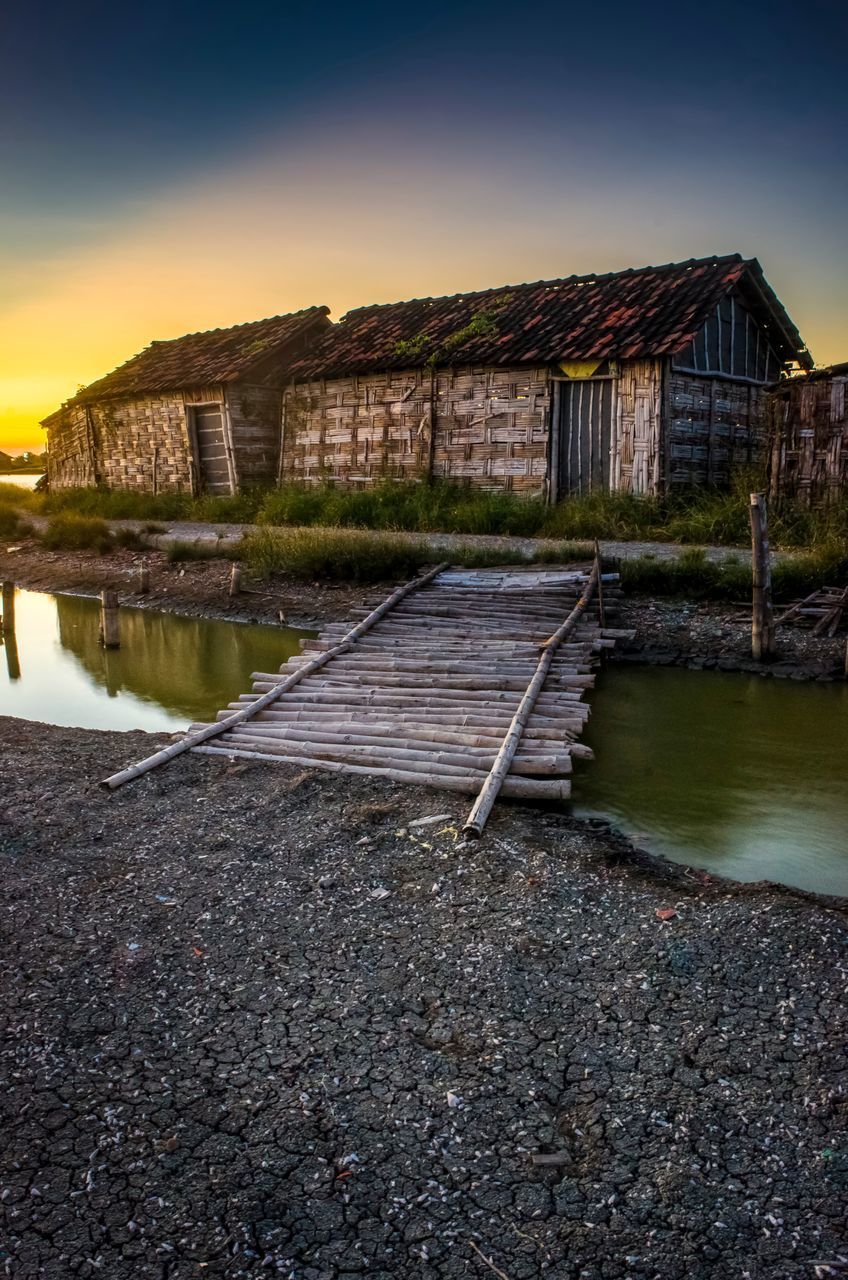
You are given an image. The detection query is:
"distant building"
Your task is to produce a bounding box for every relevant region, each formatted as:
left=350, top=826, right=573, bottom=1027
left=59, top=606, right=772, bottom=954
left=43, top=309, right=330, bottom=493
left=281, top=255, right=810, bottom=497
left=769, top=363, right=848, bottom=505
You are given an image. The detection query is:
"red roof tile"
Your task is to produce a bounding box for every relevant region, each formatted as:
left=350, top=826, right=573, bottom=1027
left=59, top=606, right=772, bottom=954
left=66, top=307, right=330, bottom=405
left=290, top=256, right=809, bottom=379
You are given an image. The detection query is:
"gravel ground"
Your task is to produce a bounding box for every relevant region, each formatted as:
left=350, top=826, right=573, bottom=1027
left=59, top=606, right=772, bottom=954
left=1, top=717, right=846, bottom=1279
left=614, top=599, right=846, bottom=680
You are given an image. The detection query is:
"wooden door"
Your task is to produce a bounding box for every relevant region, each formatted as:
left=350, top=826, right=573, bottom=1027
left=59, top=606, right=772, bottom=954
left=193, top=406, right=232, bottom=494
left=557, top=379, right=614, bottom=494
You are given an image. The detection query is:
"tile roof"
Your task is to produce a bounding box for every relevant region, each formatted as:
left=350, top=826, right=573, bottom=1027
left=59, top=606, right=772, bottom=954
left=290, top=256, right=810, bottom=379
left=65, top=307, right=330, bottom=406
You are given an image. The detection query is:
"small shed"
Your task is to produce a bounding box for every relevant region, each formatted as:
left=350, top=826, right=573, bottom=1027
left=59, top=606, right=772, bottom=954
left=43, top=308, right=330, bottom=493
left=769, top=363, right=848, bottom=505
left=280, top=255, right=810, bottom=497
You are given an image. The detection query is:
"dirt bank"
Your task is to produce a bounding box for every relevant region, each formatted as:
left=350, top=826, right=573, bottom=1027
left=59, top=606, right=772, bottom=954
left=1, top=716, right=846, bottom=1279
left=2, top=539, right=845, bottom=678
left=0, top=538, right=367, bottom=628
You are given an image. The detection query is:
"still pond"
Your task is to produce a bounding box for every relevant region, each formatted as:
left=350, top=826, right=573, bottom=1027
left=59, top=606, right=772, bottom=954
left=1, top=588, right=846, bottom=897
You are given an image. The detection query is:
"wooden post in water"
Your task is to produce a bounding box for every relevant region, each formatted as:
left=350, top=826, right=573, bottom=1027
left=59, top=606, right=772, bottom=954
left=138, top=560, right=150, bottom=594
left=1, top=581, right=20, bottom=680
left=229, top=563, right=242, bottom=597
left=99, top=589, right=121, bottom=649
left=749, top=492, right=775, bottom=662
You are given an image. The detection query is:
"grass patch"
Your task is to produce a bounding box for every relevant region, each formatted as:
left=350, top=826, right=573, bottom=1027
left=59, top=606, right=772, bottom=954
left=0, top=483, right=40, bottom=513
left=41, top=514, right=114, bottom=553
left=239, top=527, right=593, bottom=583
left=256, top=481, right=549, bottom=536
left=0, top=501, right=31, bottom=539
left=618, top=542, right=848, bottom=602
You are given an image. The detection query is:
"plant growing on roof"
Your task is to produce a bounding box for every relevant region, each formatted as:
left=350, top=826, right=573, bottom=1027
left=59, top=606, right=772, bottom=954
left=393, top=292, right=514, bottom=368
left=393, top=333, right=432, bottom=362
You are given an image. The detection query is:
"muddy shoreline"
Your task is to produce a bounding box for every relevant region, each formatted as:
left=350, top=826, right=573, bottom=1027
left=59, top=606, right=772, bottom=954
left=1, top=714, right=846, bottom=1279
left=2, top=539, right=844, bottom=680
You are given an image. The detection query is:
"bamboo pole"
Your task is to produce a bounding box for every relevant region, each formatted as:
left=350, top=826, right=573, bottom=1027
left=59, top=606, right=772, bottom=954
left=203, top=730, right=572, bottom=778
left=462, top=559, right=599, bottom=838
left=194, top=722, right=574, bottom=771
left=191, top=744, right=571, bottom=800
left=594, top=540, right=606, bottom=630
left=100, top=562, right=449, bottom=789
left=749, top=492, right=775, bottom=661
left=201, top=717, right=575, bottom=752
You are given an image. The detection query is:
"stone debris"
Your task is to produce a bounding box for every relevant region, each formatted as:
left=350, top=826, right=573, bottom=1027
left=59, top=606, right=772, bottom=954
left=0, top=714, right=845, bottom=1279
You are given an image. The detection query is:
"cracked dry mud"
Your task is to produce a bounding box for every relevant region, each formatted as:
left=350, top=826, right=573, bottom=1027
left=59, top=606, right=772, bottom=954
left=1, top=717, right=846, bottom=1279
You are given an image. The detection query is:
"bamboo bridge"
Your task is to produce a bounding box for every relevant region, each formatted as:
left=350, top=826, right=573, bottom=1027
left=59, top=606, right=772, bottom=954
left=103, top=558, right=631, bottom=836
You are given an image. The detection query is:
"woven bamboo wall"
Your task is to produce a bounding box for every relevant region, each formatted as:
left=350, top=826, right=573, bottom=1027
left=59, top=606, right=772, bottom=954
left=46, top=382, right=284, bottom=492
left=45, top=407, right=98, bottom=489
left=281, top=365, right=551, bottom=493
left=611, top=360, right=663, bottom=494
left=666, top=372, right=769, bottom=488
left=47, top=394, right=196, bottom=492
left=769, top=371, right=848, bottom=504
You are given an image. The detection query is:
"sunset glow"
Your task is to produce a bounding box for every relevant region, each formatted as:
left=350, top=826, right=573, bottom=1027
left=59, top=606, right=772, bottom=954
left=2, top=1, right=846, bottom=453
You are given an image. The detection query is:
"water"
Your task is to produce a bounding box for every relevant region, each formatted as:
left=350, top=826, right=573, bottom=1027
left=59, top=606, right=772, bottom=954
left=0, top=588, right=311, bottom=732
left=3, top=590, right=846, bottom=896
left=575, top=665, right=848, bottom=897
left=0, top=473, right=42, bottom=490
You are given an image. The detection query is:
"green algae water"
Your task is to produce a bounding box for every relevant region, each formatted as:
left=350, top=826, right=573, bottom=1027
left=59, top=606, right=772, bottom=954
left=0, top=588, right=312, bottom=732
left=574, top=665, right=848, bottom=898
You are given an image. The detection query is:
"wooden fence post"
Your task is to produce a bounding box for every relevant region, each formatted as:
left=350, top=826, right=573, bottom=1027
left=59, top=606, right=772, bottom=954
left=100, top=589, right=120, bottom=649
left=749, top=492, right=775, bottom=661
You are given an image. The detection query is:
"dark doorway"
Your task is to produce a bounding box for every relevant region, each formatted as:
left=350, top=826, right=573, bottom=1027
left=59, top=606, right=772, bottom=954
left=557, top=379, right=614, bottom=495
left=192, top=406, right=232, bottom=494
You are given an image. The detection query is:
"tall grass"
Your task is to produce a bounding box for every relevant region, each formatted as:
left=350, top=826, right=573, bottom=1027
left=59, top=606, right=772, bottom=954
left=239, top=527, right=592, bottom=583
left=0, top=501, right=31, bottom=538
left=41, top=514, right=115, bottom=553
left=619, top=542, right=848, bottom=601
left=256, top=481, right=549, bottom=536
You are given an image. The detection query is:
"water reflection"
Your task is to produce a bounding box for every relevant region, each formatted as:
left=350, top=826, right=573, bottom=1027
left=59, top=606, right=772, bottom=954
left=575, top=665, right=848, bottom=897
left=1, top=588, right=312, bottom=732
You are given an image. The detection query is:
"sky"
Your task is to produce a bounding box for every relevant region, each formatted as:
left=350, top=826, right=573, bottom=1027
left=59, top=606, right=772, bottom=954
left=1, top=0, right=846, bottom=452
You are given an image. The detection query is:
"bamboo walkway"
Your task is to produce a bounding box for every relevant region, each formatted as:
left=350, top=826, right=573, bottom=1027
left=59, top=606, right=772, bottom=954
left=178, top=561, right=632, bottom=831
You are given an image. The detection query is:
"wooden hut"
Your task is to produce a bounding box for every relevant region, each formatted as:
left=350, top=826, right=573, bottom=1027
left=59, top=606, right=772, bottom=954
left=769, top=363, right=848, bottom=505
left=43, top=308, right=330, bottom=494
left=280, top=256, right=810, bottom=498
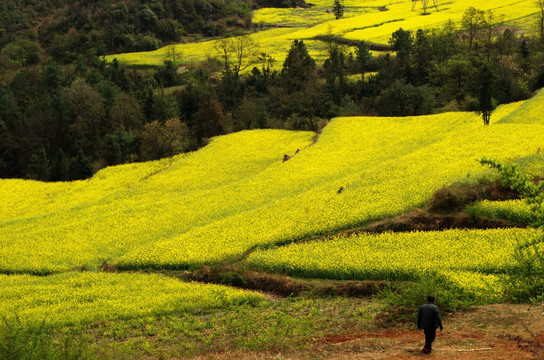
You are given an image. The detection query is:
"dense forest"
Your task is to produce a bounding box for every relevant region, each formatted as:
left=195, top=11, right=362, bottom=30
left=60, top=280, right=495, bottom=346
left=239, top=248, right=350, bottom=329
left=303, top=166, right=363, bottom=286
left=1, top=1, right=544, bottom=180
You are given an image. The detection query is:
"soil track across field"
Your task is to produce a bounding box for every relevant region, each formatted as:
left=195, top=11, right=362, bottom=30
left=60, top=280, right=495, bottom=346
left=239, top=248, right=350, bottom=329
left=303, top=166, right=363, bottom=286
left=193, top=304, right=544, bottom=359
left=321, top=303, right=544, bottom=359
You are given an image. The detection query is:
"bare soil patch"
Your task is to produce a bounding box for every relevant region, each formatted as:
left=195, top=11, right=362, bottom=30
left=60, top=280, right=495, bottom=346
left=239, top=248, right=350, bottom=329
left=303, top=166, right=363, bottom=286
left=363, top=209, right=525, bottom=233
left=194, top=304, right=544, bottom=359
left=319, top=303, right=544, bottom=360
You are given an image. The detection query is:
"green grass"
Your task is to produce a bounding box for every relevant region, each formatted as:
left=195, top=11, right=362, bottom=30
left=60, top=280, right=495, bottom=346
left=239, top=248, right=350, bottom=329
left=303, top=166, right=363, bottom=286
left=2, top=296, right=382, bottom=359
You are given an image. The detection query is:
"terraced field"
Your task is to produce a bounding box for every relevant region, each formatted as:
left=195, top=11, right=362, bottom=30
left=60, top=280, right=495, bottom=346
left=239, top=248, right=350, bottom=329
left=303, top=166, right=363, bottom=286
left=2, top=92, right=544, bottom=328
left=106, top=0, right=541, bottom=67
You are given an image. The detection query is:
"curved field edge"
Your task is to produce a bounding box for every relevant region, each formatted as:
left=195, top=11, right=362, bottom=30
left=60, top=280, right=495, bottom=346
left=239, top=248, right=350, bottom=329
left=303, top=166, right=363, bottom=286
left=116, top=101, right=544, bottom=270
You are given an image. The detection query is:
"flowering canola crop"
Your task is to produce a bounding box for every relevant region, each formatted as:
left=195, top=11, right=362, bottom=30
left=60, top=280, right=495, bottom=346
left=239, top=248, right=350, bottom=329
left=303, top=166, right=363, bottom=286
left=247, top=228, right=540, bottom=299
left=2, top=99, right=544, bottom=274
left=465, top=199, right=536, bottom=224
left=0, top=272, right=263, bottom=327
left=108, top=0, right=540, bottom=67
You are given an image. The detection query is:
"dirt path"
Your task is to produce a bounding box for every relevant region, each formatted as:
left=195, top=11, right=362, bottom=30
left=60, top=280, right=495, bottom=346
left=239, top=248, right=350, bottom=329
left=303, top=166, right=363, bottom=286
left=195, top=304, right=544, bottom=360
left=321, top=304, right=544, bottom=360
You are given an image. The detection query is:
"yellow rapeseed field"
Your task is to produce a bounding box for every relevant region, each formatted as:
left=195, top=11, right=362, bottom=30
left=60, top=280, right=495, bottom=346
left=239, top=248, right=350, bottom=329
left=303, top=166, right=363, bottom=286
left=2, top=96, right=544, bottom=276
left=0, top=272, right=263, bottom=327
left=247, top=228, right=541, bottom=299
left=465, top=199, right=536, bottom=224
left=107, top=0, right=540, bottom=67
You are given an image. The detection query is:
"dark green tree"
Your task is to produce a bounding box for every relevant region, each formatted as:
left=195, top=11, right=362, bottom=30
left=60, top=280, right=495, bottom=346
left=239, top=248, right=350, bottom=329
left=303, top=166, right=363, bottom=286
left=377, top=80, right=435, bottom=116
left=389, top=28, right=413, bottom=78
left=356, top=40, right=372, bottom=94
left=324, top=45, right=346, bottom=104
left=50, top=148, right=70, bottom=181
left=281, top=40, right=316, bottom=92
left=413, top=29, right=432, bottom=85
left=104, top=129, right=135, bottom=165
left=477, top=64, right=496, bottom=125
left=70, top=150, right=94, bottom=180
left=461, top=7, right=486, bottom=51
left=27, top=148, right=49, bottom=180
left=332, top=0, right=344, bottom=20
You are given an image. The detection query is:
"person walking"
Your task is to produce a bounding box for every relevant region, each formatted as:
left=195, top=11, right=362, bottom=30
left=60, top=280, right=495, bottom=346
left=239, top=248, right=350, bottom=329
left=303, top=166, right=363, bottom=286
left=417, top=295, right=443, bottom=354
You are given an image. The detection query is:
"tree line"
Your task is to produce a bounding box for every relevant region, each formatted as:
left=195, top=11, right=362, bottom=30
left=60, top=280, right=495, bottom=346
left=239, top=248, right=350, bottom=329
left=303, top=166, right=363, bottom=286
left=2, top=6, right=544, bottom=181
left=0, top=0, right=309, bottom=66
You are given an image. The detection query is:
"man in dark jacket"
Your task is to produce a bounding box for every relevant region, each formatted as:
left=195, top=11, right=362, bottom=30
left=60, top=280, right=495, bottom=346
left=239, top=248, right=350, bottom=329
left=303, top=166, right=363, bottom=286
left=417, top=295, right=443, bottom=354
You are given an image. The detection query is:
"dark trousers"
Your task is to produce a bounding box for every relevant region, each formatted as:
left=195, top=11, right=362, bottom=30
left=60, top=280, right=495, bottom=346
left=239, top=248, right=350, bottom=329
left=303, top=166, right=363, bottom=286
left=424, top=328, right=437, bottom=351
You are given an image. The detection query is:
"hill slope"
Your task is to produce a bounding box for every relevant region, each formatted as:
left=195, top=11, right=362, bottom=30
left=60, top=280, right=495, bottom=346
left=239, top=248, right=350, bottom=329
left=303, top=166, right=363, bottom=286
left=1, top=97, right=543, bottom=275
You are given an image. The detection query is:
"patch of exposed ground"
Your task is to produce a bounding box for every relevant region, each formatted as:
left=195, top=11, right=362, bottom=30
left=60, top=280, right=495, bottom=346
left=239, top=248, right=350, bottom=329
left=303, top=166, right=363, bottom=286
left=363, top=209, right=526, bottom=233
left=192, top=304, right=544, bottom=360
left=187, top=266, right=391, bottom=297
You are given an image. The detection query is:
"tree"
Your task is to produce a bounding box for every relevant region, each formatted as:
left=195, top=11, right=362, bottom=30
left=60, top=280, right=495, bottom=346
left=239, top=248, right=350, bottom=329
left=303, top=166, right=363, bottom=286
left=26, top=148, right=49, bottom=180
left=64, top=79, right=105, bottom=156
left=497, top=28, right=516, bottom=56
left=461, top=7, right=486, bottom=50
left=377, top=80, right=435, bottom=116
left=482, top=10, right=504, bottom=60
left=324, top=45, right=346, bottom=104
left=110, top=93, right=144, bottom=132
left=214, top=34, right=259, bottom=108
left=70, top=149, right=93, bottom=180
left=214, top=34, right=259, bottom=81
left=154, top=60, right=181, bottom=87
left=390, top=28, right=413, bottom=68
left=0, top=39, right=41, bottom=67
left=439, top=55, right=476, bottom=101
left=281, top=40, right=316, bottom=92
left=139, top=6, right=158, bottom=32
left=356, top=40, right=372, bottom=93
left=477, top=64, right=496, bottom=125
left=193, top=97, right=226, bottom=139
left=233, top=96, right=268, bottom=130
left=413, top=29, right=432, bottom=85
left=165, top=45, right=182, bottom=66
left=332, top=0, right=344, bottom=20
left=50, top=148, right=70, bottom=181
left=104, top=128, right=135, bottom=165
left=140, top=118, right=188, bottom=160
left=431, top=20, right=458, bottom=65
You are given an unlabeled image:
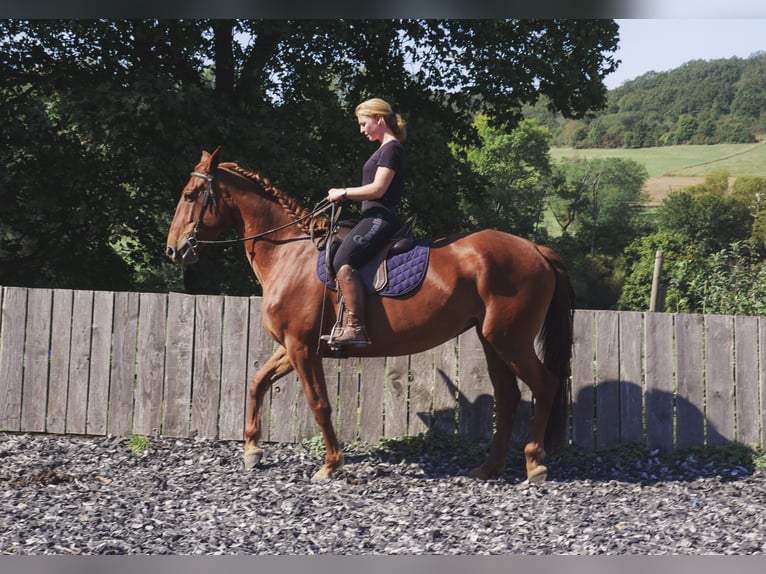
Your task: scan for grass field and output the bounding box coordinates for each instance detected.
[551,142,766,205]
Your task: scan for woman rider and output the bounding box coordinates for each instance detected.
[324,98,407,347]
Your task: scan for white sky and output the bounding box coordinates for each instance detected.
______
• WHAT THIS TASK INVOLVES
Retrieve each line of the data in which the word "bamboo" can be found.

• REPLY
"bamboo pole"
"bamboo bridge"
"woven bamboo wall"
"bamboo walkway"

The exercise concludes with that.